▶ _DEINE AUFGABE_
Tausche in den Zeilen, beginnend mit der Zeile, die „Tag the bare“ enthält, und endend mit der letzten Zeile, „keypoint“ gegen „landmark“ aus und gib nur diese Zeilen sonst unverändert wieder.

▶ _BEREITGESTELLTE DATEN_
_ _ _ _ _
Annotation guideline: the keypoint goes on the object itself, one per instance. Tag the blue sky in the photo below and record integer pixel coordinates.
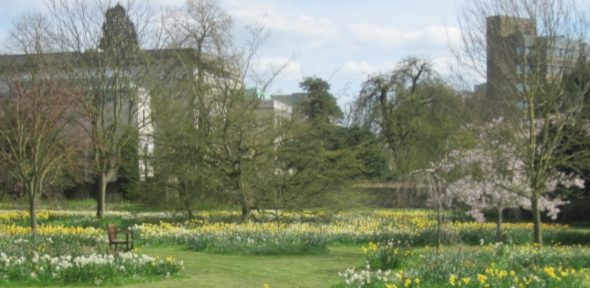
(339, 40)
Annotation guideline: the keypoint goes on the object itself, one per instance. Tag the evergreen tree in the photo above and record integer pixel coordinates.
(119, 37)
(320, 105)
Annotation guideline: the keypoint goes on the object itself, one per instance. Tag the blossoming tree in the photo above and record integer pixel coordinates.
(496, 179)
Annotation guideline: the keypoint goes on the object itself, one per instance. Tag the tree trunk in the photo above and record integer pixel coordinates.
(101, 192)
(499, 225)
(537, 229)
(245, 212)
(33, 213)
(187, 204)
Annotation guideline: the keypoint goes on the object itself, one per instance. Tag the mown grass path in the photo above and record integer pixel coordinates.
(213, 270)
(229, 271)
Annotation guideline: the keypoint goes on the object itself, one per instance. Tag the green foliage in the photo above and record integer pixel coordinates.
(387, 255)
(414, 112)
(262, 243)
(119, 37)
(319, 105)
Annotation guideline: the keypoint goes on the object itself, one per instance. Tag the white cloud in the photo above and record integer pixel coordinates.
(357, 68)
(266, 66)
(433, 35)
(284, 23)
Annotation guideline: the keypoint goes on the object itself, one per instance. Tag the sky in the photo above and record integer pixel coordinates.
(341, 41)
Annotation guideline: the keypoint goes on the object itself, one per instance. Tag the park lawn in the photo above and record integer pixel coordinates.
(215, 270)
(221, 270)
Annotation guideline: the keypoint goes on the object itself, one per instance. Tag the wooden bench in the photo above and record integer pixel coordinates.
(116, 241)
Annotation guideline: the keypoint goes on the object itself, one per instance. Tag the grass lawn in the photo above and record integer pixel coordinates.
(214, 270)
(210, 270)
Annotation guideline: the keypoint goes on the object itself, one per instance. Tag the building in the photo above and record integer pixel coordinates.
(519, 61)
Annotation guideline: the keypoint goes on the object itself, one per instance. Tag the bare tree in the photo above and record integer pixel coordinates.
(227, 141)
(37, 139)
(526, 49)
(110, 82)
(408, 107)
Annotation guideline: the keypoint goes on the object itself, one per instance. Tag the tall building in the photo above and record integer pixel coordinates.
(519, 61)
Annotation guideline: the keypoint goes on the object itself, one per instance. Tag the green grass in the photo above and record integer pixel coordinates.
(214, 270)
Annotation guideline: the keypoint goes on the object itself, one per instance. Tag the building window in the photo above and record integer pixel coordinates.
_ _ _ _ _
▶ _VOLLSTÄNDIGE ANTWORT_
Annotation guideline: the landmark goes on the object itself, one per instance. Tag the bare tree in the photo above and record integer pixel coordinates.
(227, 141)
(37, 139)
(526, 49)
(110, 82)
(408, 107)
Annotation guideline: the landmark goes on the object itself, one per instance. Tag the tall building in the photo above and record integer pixel coordinates.
(519, 61)
Annotation guideline: the landmark goes on the object itself, one per instance. Tag the green grass in the photo above and record integer pixel coordinates.
(214, 270)
Annotation guideline: the landmark goes on the object itself, one per instance. Tag the building window in the photo above and record integer pixel coordinates.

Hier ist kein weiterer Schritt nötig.